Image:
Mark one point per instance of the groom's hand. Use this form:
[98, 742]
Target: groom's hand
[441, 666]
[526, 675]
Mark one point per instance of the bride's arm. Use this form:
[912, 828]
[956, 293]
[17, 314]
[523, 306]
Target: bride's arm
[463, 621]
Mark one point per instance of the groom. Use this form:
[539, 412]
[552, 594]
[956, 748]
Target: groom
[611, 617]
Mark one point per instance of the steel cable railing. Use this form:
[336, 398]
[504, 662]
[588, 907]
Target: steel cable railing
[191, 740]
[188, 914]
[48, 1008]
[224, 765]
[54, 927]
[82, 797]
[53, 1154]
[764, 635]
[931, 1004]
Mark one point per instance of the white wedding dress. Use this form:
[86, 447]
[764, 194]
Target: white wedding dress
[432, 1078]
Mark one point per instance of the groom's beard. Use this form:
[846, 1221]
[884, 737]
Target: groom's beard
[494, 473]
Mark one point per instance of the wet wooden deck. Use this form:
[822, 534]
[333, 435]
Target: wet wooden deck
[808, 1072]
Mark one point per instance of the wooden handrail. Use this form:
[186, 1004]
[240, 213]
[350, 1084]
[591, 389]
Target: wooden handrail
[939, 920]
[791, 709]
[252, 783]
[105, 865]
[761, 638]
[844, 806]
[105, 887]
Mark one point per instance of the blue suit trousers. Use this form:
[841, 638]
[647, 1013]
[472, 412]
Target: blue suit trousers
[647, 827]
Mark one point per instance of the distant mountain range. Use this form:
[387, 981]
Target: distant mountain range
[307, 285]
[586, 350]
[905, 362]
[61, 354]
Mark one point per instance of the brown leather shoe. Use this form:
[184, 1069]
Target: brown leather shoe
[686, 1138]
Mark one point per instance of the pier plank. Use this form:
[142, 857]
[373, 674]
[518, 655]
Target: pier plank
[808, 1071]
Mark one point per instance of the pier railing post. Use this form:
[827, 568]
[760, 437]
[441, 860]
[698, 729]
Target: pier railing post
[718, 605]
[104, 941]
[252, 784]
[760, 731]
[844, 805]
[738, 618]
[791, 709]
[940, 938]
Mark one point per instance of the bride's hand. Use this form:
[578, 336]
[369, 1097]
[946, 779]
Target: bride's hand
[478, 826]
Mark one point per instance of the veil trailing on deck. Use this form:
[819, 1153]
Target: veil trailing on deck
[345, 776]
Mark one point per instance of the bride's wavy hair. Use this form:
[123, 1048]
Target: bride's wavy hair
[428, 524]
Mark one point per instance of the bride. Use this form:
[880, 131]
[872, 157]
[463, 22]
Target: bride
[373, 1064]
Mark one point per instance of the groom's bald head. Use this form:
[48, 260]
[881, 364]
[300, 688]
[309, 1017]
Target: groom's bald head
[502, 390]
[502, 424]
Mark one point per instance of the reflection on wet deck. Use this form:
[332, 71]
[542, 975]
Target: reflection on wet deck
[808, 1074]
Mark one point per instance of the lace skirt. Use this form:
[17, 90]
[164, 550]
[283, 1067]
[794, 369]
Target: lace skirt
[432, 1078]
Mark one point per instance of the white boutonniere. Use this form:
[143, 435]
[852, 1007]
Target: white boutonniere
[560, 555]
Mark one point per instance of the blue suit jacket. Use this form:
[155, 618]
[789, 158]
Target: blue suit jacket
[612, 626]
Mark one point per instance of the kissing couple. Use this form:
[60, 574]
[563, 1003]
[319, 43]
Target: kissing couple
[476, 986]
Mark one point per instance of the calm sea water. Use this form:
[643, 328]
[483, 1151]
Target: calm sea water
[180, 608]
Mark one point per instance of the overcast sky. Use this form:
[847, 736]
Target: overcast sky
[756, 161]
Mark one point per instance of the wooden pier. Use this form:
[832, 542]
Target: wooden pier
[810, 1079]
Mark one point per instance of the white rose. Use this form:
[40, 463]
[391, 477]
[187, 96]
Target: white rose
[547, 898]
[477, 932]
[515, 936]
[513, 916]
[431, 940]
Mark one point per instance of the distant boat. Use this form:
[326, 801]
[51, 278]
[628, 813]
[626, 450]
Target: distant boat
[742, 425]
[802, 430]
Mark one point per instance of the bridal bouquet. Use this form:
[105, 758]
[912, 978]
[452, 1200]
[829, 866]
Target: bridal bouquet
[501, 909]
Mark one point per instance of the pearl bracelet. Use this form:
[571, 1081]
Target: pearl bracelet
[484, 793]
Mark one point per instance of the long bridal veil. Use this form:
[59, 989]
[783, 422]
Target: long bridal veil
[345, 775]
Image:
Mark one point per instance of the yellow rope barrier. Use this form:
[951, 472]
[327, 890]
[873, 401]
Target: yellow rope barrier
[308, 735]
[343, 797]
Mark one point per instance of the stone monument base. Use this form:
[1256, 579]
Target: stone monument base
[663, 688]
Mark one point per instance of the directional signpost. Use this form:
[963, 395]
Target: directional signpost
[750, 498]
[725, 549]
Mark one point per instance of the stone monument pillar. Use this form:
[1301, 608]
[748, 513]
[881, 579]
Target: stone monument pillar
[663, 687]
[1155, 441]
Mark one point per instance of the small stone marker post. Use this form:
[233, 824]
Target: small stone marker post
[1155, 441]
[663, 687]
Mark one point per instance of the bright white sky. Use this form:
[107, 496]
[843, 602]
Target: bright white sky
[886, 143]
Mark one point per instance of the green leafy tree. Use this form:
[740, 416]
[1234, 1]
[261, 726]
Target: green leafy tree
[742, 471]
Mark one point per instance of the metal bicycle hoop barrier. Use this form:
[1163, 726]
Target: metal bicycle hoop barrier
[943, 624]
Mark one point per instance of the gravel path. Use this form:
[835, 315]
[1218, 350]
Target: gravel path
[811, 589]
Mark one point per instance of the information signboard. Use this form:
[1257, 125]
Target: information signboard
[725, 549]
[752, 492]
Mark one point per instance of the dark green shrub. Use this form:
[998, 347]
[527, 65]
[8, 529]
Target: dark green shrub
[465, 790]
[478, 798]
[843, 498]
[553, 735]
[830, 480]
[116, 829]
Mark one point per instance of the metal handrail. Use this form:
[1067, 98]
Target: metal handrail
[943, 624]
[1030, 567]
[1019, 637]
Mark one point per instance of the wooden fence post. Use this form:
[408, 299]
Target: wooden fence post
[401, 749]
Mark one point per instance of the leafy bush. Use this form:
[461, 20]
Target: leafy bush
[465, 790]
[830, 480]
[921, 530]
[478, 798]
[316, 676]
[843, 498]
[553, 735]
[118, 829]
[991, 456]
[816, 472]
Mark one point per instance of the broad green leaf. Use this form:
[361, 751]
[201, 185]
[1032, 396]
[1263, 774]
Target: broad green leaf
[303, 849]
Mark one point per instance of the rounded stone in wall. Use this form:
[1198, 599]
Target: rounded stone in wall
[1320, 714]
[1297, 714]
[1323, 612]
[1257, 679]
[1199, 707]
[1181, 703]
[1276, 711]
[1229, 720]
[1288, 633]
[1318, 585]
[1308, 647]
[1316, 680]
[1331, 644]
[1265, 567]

==================================================

Task item >> Reproduce each of the entries exactly, omitting none.

Solution to the exercise >>
Image:
Mark one point per instance of the groom's hand. Use this form:
[98, 742]
Target: groom's hand
[441, 666]
[526, 675]
Mark one point per instance of the bride's arm. Use this form:
[912, 828]
[956, 293]
[17, 314]
[523, 306]
Target: bride's arm
[463, 621]
Mark one point per instance of the groom. Use this form:
[539, 412]
[552, 594]
[956, 748]
Target: groom
[611, 617]
Mark one point per instance of the steel cable railing. Use this form:
[336, 398]
[504, 662]
[588, 907]
Target: steel cable railing
[191, 740]
[188, 914]
[48, 1008]
[224, 765]
[54, 927]
[82, 797]
[53, 1154]
[764, 635]
[931, 1004]
Mark one point per instance of the white wedding dress. Use this form:
[86, 447]
[764, 194]
Target: white wedding dress
[432, 1078]
Mark one point per instance of the groom's beard. Use this form:
[846, 1221]
[884, 737]
Target: groom's beard
[494, 473]
Mark one point per instance of the wet wooden deck. Use this form:
[822, 534]
[333, 435]
Target: wet wooden deck
[808, 1072]
Mark one point per instance of the wooden handrail. Use this form:
[186, 1004]
[240, 213]
[350, 1084]
[591, 389]
Target: wooden handrail
[939, 920]
[791, 709]
[252, 783]
[105, 865]
[761, 638]
[844, 806]
[105, 887]
Mark one point per instance of the blue suit trousers. Use this form:
[841, 638]
[647, 1013]
[472, 412]
Target: blue suit trousers
[647, 827]
Mark one point per instance of the distant mountain range. Use this form:
[387, 981]
Target: distant mountain range
[307, 285]
[586, 350]
[905, 362]
[61, 354]
Mark one point per instance of the brown leather shoe. Use this form:
[184, 1069]
Target: brown leather shoe
[686, 1138]
Mark one point per instance of the pier plank. Use this form:
[142, 857]
[373, 674]
[518, 655]
Target: pier plank
[808, 1071]
Mark one point per instance of the pier railing post. Use this form:
[827, 568]
[760, 437]
[441, 860]
[698, 729]
Target: pier railing post
[718, 605]
[104, 941]
[252, 784]
[760, 731]
[844, 805]
[738, 618]
[791, 709]
[940, 938]
Mark one point per instance of the bride's hand. Use this form:
[578, 336]
[369, 1097]
[946, 779]
Target: bride's hand
[478, 826]
Mark one point per instance of the veil trailing on deck. Use this form:
[819, 1153]
Target: veil trailing on deck
[345, 776]
Mark one point per instance of the bride's wavy hair. Use this form:
[123, 1048]
Target: bride's wavy hair
[428, 524]
Mark one point per instance of the bride. Use this form:
[880, 131]
[872, 157]
[463, 22]
Target: bride
[373, 1064]
Mark one point per instance of the groom's bald head. Use this form:
[48, 260]
[881, 364]
[300, 688]
[309, 1017]
Target: groom's bald head
[502, 390]
[502, 424]
Mark one point per instance of the reflection on wet deck. Use this form:
[332, 71]
[542, 975]
Target: reflection on wet deck
[808, 1074]
Mark one point per instance of the lace skirt. Use this form:
[17, 90]
[164, 550]
[283, 1067]
[794, 369]
Target: lace skirt
[432, 1078]
Mark one point per instance of the white boutonniere. Use this form:
[143, 435]
[852, 1007]
Target: white boutonniere
[560, 555]
Mark one point per instance of the blue suit jacket. Use this form:
[155, 618]
[789, 158]
Target: blue suit jacket
[612, 626]
Mark one point per instance of the kissing couple. Use this form:
[60, 574]
[563, 1003]
[319, 43]
Target: kissing couple
[476, 986]
Mark one point per instance of the calm sea water. Use this form:
[643, 328]
[483, 1151]
Target: calm sea water
[180, 608]
Mark one point per instance of the overcast sky. Use this form:
[847, 736]
Target: overcast sky
[756, 161]
Mark one point per instance of the wooden pier. Use this form:
[832, 542]
Target: wooden pier
[810, 1079]
Mark one point per instance of the white rose. Use this form:
[40, 463]
[391, 477]
[187, 96]
Target: white rose
[547, 898]
[477, 932]
[515, 936]
[513, 916]
[431, 940]
Mark one point per instance of the distant boat. Use this form:
[326, 801]
[51, 278]
[628, 813]
[626, 450]
Target: distant boat
[742, 425]
[802, 430]
Mark one point per instance of the bridal bouquet. Use this form:
[105, 758]
[912, 978]
[452, 1200]
[829, 866]
Target: bridal bouquet
[501, 909]
Mark one point per instance of the pearl bracelet. Use this form:
[571, 1081]
Target: pearl bracelet
[484, 793]
Mark one point per instance of the long bridal veil. Use this form:
[59, 989]
[783, 422]
Target: long bridal veil
[345, 775]
Image:
Mark one point per instance of the yellow rope barrier. Use this form:
[951, 472]
[327, 890]
[873, 401]
Target: yellow rope barrier
[308, 735]
[343, 797]
Mark one point per instance of the stone monument base. Use this form:
[1256, 579]
Target: stone monument base
[663, 688]
Mark one point per instance of the directional signpost. Use this form:
[963, 395]
Target: directional signpost
[750, 498]
[725, 549]
Mark one point per instance of the stone monument pillar. Use this form:
[1301, 608]
[748, 513]
[881, 579]
Target: stone monument pillar
[663, 687]
[1155, 441]
Mark one point per instance of the small stone marker post. Use this form:
[233, 824]
Target: small stone marker post
[1155, 441]
[663, 687]
Mark one point per instance of the bright white sky. Use this form:
[107, 496]
[843, 602]
Target: bright white sky
[886, 143]
Mark one point per instance of the green leafy tree. Use this form:
[740, 416]
[1234, 1]
[261, 726]
Target: green leafy tree
[742, 471]
Mark one point per instance of the metal bicycle hoop barrier. Use this form:
[1163, 726]
Target: metal bicycle hoop barrier
[943, 624]
Mark one point per instance of the gravel path. Use this form:
[835, 315]
[1218, 350]
Target: gravel path
[811, 589]
Mark one point per instance of the information signboard. Use this form:
[1257, 125]
Target: information signboard
[725, 549]
[752, 492]
Mark one point per instance of the dark green shrub. Use this form:
[998, 347]
[527, 65]
[8, 529]
Target: dark green shrub
[465, 790]
[478, 798]
[843, 498]
[553, 735]
[830, 480]
[116, 829]
Mark one point per instance of the metal handrail. Use this form:
[1067, 98]
Target: metal handrail
[943, 624]
[1030, 567]
[1019, 637]
Mark one point per instance of the wooden fence post. Use this form:
[408, 299]
Target: wooden fence post
[401, 749]
Mark one point per instance of the leafy bush. Use this form:
[461, 20]
Target: leafy bush
[465, 790]
[830, 480]
[921, 530]
[478, 798]
[316, 676]
[843, 498]
[553, 735]
[118, 829]
[991, 456]
[816, 472]
Mark one point per instance of the broad green leaf. Use this form:
[361, 751]
[201, 185]
[1032, 396]
[1263, 774]
Target: broad green leaf
[303, 849]
Mark one point per instance of the rounded stone in wall. Use this form:
[1198, 599]
Target: rounded stone in wall
[1320, 714]
[1297, 714]
[1323, 612]
[1257, 679]
[1199, 707]
[1181, 703]
[1276, 711]
[1229, 720]
[1288, 633]
[1318, 585]
[1308, 647]
[1316, 680]
[1331, 644]
[1265, 567]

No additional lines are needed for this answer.